** Begin **

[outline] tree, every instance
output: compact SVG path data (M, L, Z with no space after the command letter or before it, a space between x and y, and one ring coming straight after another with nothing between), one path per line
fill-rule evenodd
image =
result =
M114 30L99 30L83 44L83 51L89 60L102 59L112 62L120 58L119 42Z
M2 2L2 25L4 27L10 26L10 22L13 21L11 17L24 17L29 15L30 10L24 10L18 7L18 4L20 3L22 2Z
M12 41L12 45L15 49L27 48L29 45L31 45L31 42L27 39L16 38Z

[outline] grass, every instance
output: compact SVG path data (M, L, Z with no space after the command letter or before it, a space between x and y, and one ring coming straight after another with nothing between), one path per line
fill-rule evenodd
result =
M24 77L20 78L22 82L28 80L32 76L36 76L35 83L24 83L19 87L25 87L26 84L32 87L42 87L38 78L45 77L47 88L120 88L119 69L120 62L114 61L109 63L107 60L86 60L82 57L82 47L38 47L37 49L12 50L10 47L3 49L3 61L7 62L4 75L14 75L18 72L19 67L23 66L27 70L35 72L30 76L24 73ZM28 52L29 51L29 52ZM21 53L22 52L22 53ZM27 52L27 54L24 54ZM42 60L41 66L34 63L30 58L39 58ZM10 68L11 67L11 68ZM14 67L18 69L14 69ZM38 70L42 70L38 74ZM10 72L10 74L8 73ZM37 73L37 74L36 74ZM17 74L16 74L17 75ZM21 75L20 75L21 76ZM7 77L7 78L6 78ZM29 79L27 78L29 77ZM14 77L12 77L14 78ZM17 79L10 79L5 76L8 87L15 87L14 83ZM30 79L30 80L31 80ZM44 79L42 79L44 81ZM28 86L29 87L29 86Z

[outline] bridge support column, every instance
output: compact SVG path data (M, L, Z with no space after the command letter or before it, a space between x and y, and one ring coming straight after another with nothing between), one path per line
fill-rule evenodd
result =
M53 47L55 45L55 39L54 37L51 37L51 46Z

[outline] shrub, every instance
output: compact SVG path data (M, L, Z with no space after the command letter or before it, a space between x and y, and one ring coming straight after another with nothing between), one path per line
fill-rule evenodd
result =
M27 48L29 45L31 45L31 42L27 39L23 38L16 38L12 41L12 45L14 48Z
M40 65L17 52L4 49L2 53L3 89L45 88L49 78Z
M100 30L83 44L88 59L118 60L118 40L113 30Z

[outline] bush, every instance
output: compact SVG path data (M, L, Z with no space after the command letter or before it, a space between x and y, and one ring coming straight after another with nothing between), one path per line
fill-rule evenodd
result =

** End **

• [Given exercise]: Write out all of the items above again, line for line, with no changes.

• [Answer to the problem]:
[outline] tree, every instance
output: compact SVG path data (M, L, Z with no space after the command letter or before it, a space between x and y, and one ring coming straight after another with nothing between), one path per line
fill-rule evenodd
image =
result =
M114 30L99 30L83 44L83 51L89 60L102 59L112 62L120 58L119 42Z
M2 2L2 25L4 27L10 26L10 22L13 21L11 17L24 17L29 15L30 10L24 10L18 7L18 4L20 3L22 2Z
M12 41L12 45L15 49L27 48L29 45L31 45L31 42L27 39L16 38Z

[outline] grass, every instance
output: compact SVG path data (M, L, Z with no space after the command letter or before it, a space between x and y, and one ring coming straight after another with nothing between), one path per line
fill-rule evenodd
result =
M24 77L20 78L22 82L28 80L32 76L36 76L35 83L24 83L19 87L25 87L26 84L32 87L42 87L38 78L45 77L47 88L120 88L119 69L120 62L114 61L109 63L107 60L86 60L82 57L82 47L38 47L37 49L12 50L10 47L3 49L3 61L7 62L4 75L14 75L18 72L19 67L23 66L27 70L35 72L30 76L24 73ZM28 52L29 51L29 52ZM21 53L22 52L22 53ZM27 52L27 54L24 54ZM42 60L41 66L34 63L30 58L39 58ZM10 68L11 67L11 68ZM14 67L18 69L14 69ZM38 70L42 70L38 74ZM10 72L10 74L8 73ZM37 73L37 74L36 74ZM17 74L16 74L17 75ZM21 75L20 75L21 76ZM7 77L7 78L6 78ZM29 79L27 78L29 77ZM14 77L12 77L14 78ZM17 79L10 79L5 76L8 87L15 87L14 83ZM30 79L30 80L31 80ZM44 79L42 79L44 81ZM28 86L29 87L29 86Z

[outline] bridge support column, every instance
output: compact SVG path data (M, L, Z with no space after the command letter or before it, a space between x and y, and one ring coming straight after another with nothing between), one path per line
fill-rule evenodd
result =
M53 47L55 45L55 39L54 37L51 37L51 46Z

[outline] shrub, every instance
output: compact SVG path data (M, L, Z with no space after the command letter or before it, a space between x and y, and one ring coming straight after another with nothing between), one path per line
fill-rule evenodd
result =
M27 48L29 45L31 45L31 42L27 39L23 38L16 38L12 41L12 45L14 48Z
M40 65L17 52L4 49L2 53L3 89L45 88L49 78Z
M100 30L83 44L88 59L118 60L118 40L113 30Z

[outline] bush, every instance
output: compact SVG path data (M, L, Z with no space after the command letter or before it, a space between x and y, and one ring coming straight after another with nothing between), one path per line
fill-rule evenodd
result =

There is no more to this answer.